### PROBLEM TO SOLVE
Quote the passage on oil prices below, starting at "While Hurricane Ike" and ending at "reason, at least.".

### TEXT SEGMENT
◆ ◆ ◆ ◆ ◆

While Hurricane Ike may have been a large storm in a literal sense, the spiral engulfing cornerstone financial institutions is a much larger storm, figuratively.
The chronicle of events that produced $147 per barrel oil were legion, punctuated, in July, by fears over an imminent attack on Iran by Israel, with or without help from the US. Underlying it all, however, was financial liquidity. The weakness of the US dollar was emblematic of this liquidity.
For most of the run to the record, I was able to cite the silver lining of a seemingly booming economy that was generating forward-looking energy demand that was increasingly perceived as approaching insatiability. Oil prices were rising for a good reason, at least.
Speculation, certainly, played a role. It made sense to acquire an exposure to hard assets, particularly in an environment of sustained growth from newly emerging industrialized economies in Asia, and investors augustly did so.

◆ ◆ ◆ ◆ ◆

### Coordinate labeling data

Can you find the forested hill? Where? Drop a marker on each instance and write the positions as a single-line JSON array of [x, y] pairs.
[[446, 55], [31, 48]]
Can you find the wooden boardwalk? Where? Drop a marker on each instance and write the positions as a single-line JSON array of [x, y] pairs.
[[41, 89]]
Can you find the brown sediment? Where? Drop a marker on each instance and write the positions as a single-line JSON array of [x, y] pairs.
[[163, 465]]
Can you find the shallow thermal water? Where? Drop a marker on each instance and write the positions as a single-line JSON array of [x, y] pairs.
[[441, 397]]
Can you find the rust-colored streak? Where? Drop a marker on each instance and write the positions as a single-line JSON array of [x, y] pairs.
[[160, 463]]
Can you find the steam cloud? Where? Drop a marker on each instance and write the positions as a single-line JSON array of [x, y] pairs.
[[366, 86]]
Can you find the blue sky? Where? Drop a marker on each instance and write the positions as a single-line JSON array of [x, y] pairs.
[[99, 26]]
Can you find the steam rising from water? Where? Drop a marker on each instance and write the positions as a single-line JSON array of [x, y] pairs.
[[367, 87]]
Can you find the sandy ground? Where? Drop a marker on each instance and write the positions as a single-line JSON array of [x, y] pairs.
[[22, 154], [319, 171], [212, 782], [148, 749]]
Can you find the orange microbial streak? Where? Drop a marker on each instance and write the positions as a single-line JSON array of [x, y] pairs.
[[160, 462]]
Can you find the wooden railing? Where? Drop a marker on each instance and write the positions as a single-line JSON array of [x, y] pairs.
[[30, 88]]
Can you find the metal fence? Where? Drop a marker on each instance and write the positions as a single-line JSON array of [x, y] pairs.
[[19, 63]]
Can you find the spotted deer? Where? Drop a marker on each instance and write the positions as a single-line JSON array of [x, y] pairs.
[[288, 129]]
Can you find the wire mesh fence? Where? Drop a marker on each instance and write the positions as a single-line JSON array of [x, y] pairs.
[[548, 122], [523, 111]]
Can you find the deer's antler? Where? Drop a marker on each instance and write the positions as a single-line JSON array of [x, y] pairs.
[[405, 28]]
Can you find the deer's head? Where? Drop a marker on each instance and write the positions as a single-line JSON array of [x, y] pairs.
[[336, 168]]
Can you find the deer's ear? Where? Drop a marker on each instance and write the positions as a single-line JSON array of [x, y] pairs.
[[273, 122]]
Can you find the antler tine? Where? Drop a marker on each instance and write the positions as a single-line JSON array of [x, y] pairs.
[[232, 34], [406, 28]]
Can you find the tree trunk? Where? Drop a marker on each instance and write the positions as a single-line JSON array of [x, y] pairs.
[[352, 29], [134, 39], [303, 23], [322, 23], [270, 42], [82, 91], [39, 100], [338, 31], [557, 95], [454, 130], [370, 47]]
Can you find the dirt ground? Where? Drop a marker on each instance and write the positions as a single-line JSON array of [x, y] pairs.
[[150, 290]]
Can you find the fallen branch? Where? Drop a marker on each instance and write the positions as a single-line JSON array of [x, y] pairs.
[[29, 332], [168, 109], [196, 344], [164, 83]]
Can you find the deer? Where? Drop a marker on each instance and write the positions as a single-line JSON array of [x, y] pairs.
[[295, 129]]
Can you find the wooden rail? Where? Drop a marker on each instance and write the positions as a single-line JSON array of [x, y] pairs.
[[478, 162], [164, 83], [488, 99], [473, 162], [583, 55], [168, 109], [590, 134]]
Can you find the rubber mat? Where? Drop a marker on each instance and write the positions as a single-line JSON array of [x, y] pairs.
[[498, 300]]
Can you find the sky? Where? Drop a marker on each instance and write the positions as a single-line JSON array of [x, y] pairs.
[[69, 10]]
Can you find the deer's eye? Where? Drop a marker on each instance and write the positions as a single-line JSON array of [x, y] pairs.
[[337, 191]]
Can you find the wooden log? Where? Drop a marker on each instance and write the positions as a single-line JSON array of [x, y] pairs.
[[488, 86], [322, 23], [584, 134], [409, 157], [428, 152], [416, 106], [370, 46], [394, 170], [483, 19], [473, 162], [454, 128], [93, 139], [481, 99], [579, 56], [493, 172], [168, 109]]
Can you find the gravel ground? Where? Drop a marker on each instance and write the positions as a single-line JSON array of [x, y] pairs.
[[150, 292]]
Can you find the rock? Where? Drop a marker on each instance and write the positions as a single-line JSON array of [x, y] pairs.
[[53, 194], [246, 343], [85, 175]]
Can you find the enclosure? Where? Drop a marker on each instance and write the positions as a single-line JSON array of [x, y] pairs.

◆ ◆ ◆ ◆ ◆

### TASK ANSWER
While Hurricane Ike may have been a large storm in a literal sense, the spiral engulfing cornerstone financial institutions is a much larger storm, figuratively.
The chronicle of events that produced $147 per barrel oil were legion, punctuated, in July, by fears over an imminent attack on Iran by Israel, with or without help from the US. Underlying it all, however, was financial liquidity. The weakness of the US dollar was emblematic of this liquidity.
For most of the run to the record, I was able to cite the silver lining of a seemingly booming economy that was generating forward-looking energy demand that was increasingly perceived as approaching insatiability. Oil prices were rising for a good reason, at least.